##### ТЕКСТ ДЛЯ ЧТЕНИЯ

1986. 29 декабря
День смерти

Кадр из фильма "Зеркало". Из архива Госфильмофонда РФ.

В одном из интервью Андрей Тарковский говорил: «Я не мог бы жить, зная, что жизнь еще приготовила для меня. Жизнь потеряет всякий смысл… Если бы я наверняка знал, что со мной произойдет, какое значение будет иметь все? Я говорю, конечно, о своей личной судьбе… В этом незнании есть какое-то невероятное, какое-то нечеловеческое благородство, перед которым человек чувствует себя младенцем — и беззащитным, и охраняемым. Все так устроено, чтобы наше знание было неполным, чтобы не осквернить бесконечность, чтобы оставить надежду, ибо счастье заключается в незнании. Незнание благородно, знание — вульгарно»1.

Кадр из фильма “Каток и скрипка”.

##########
##### ПЕРЕЧЕНЬ ПУНКТОВ

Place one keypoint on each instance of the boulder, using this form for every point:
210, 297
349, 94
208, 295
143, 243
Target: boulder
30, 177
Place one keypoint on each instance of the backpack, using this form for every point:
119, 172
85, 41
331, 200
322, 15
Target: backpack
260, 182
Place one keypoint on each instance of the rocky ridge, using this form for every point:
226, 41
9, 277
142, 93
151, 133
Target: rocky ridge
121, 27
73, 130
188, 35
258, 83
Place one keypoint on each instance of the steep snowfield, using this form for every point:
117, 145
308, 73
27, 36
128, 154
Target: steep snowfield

##########
##### ПЕРЕЧЕНЬ ПУНКТОВ

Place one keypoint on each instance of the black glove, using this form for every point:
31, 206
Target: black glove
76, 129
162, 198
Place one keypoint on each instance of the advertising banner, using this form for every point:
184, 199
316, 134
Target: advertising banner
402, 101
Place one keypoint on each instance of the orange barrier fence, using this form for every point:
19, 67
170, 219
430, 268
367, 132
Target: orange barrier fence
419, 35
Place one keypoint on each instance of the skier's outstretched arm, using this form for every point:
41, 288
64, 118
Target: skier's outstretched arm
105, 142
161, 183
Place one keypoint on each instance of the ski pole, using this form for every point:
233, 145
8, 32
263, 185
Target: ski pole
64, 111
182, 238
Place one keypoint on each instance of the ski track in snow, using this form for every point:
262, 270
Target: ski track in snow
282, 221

##########

В чём, по словам Андрея Тарковского из текста для чтения, заключается счастье? Пункты из перечня для работы не понадобятся.

ОТВЕТ: Счастье заключается в незнании.